Work to complete
Each entry must appear in the answer exactly as written.

Collected data entries
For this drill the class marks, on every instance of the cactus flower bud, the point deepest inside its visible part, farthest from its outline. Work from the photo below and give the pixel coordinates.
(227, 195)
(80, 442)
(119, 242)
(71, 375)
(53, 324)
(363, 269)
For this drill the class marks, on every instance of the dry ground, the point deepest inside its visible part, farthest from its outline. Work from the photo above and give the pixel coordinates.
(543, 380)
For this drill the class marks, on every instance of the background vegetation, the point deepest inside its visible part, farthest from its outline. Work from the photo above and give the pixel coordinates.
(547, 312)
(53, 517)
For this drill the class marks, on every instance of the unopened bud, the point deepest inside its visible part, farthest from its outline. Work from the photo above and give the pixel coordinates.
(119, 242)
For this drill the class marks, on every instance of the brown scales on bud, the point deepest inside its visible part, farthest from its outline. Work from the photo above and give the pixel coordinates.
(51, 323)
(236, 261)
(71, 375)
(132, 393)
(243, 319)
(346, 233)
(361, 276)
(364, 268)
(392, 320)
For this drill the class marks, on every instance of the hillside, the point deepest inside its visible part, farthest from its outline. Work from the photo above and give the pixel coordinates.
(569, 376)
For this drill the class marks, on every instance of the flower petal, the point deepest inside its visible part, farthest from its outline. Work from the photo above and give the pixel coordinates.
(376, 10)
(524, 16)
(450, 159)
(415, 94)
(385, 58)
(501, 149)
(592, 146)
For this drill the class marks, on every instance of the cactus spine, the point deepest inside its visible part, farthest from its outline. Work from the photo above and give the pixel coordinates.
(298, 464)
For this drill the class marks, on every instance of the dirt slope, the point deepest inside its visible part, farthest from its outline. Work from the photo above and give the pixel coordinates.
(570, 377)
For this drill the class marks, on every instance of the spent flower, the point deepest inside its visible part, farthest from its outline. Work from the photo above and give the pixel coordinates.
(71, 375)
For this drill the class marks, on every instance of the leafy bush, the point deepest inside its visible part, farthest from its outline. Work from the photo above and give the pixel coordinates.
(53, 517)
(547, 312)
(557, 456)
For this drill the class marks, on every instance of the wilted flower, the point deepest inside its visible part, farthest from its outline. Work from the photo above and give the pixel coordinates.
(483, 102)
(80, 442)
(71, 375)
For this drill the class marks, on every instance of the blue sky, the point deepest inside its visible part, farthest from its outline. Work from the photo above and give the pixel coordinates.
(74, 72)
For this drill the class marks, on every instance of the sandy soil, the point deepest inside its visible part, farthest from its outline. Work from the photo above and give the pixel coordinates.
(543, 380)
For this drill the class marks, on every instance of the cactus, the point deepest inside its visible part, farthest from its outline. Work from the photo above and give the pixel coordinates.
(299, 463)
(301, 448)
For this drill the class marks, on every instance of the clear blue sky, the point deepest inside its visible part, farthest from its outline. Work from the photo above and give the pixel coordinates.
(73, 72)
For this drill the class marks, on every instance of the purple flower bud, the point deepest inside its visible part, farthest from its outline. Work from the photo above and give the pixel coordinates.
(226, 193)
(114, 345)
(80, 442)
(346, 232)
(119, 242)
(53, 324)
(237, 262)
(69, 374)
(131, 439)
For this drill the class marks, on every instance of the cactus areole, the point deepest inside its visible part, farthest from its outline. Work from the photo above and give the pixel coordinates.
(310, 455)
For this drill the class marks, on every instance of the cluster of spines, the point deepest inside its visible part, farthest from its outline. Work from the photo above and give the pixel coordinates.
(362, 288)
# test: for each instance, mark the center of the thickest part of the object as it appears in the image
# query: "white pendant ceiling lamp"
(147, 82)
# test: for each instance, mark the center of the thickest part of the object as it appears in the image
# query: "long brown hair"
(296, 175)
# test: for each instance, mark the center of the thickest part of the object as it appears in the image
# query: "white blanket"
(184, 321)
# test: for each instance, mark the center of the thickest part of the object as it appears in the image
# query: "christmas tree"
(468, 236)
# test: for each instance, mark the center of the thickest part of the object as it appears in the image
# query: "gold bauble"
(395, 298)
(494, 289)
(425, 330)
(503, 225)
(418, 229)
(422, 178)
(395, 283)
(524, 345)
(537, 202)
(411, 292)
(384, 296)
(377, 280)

Finished task
For this drill the class marks, on every instance of the cactus flower bud, the point deepest inside its visible part, farthest from its outline. Work from the photo below and give the pixel coordinates.
(227, 195)
(80, 442)
(119, 242)
(71, 375)
(53, 324)
(363, 269)
For this drill the class marks, on every instance of the dry ground, the point deepest inside its visible part, farthest from its outline. Work from the photo above and give the pixel coordinates.
(543, 380)
For this drill the class marks, on every instance of the background vegetation, the point deepest inside its visible part, farthest from its outline. Work from the photo above and give the pixel coordinates.
(547, 312)
(53, 517)
For this drill the class marks, on every instance of the unopened bud, the point deepest inside its visible part, farthest from its outline. Work from the photo above and give the pixel coordinates.
(119, 242)
For this drill the class marks, on every instance of the brown scales on bud, the point deepest inside its visible part, farthest from its outline. Work from the photo above and give the pixel coordinates.
(51, 323)
(236, 261)
(71, 375)
(132, 393)
(243, 319)
(346, 233)
(361, 276)
(364, 268)
(392, 320)
For this drill the class marks, on every instance of the hillside, the point deepest inside its visible part, farthest from its outline. Work from the photo above and give the pixel coordinates.
(569, 376)
For this drill the class marks, on every instance of the flower petal, the point deepest inside its visible part, farthest from its outline. Work from the photo above and give the pixel coordinates.
(376, 10)
(524, 16)
(450, 159)
(415, 94)
(385, 58)
(501, 149)
(592, 146)
For this drill the class marks, on every instance of the cactus spine, the point deepest inside its visible part, farthest from its outline. Work from the photo above and give the pixel coordinates.
(298, 464)
For this drill the class marks, on every instance of the dirt slope, the point deepest inside its visible part, farthest from its outline. Work from the photo above and give the pixel coordinates.
(570, 377)
For this drill the class marks, on every instance of the spent flower, the point deepest inside its visible part, farthest from its outline. Work from the photo above and give the pixel coordinates.
(71, 375)
For this drill the class marks, on every instance of the leafy bush, the point deepest inside its visible part, farthest from its outline. Work from the photo above and give the pixel coordinates.
(53, 517)
(547, 312)
(557, 456)
For this drill the class marks, on every instance of the wilted flower, the point deepest inside its visible part, farthest from its outline. Work from the photo above and give the pixel coordinates.
(483, 102)
(80, 442)
(71, 375)
For this drill the class marks, on every instance of the blue sky, the point deepest inside its visible part, farthest from its outline. Work from the photo above and give the pixel coordinates.
(74, 72)
For this drill the class marks, on every instance of the sandy soil, the point deepest inside its visible part, farthest from its outline. Work from the photo above and give the pixel coordinates.
(543, 380)
For this drill the class marks, on every instance of the cactus, the point deepest inside its visible part, farthest from its outline. Work from the photo above and give the pixel coordinates.
(299, 463)
(301, 448)
For this drill the class marks, on every instance of the clear blue sky, the point deepest inside its visible part, farthest from its outline. Work from the photo above and give the pixel coordinates.
(73, 72)
For this drill the class marks, on every instance of the purple flower bud, the point deepest inside its visible part, farthest from its outline. Work from the photo above and give the pixel coordinates.
(226, 193)
(114, 345)
(80, 442)
(346, 232)
(119, 242)
(53, 324)
(237, 262)
(69, 374)
(131, 439)
For this drill the class marks, on every instance of the cactus areole, the point deepest inside its visible part, farthest from its outline. Work from the photo above and give the pixel coordinates.
(310, 455)
For this drill the class marks, on every instance of the cluster of spines, the point deepest inside its visible part, farthest from its outline. Work from the photo above and give the pixel coordinates.
(362, 288)
# test: for each instance, mark the center of the thickest part of the object as it appears in the image
# query: "white pendant ceiling lamp"
(147, 82)
# test: for each instance, mark the center of the thickest part of the object as it appears in the image
# query: "long brown hair"
(296, 175)
# test: for each instance, mark the center of the thickest part of the object as it appears in the image
# query: "white blanket"
(184, 321)
# test: for each instance, mark the center of the thickest part of the object as it appears in the image
# query: "christmas tree"
(468, 236)
# test: for each instance, mark the center of the thickest part of the object as it appears in the image
# query: "gold bauble"
(395, 298)
(494, 289)
(425, 330)
(503, 225)
(418, 229)
(422, 178)
(395, 283)
(524, 345)
(537, 202)
(411, 292)
(384, 296)
(377, 280)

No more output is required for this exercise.